[Stored data]
>> BEGIN

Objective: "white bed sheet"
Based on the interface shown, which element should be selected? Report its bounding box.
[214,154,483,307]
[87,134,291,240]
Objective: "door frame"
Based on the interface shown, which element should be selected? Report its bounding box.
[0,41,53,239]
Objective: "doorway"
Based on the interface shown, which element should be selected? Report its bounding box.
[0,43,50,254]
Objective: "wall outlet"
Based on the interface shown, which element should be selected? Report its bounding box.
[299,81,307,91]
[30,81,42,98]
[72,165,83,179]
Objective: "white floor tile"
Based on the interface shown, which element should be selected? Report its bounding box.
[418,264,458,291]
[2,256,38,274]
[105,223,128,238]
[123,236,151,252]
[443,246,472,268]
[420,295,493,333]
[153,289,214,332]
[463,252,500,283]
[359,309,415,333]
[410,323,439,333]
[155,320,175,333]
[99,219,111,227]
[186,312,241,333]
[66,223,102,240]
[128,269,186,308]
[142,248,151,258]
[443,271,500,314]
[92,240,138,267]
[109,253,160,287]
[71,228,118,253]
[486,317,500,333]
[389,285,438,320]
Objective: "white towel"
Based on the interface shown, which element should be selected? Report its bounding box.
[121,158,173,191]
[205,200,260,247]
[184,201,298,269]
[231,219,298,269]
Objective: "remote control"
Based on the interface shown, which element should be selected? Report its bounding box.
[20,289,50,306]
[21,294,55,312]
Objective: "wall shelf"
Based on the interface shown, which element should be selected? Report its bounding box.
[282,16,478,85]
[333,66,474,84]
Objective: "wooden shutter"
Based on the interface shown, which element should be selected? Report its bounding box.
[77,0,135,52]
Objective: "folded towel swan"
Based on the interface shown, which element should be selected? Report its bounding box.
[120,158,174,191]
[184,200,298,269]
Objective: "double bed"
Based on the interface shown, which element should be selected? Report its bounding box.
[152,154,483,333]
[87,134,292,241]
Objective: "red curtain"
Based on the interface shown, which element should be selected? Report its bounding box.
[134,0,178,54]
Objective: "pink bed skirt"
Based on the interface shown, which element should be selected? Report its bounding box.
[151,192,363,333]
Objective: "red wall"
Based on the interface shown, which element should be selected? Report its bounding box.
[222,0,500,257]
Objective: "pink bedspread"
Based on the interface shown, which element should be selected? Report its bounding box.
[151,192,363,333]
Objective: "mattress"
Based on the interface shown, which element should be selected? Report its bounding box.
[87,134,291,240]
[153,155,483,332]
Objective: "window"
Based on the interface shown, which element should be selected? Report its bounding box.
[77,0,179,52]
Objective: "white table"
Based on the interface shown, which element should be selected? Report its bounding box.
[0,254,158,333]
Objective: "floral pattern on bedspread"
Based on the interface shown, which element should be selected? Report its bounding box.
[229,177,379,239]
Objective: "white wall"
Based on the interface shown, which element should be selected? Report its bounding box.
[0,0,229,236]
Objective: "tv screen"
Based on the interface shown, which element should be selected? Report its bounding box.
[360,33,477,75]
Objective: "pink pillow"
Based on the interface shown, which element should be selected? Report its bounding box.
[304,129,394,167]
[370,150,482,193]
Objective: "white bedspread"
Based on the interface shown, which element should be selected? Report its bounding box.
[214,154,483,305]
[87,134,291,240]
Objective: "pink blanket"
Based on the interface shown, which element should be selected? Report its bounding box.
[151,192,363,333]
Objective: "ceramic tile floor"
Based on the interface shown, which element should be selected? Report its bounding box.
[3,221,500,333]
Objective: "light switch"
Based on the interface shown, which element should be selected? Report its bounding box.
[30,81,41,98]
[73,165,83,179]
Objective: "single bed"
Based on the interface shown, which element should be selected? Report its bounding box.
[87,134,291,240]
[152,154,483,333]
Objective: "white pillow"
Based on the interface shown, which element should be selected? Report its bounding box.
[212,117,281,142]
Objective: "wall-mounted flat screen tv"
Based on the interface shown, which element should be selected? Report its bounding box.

>> END

== Instruction ==
Show each line of the material above that contains the word "pink".

== Solution to the problem ==
Objective: "pink bed skirt"
Objective: "pink bedspread"
Objective: "pink pillow"
Objective: "pink blanket"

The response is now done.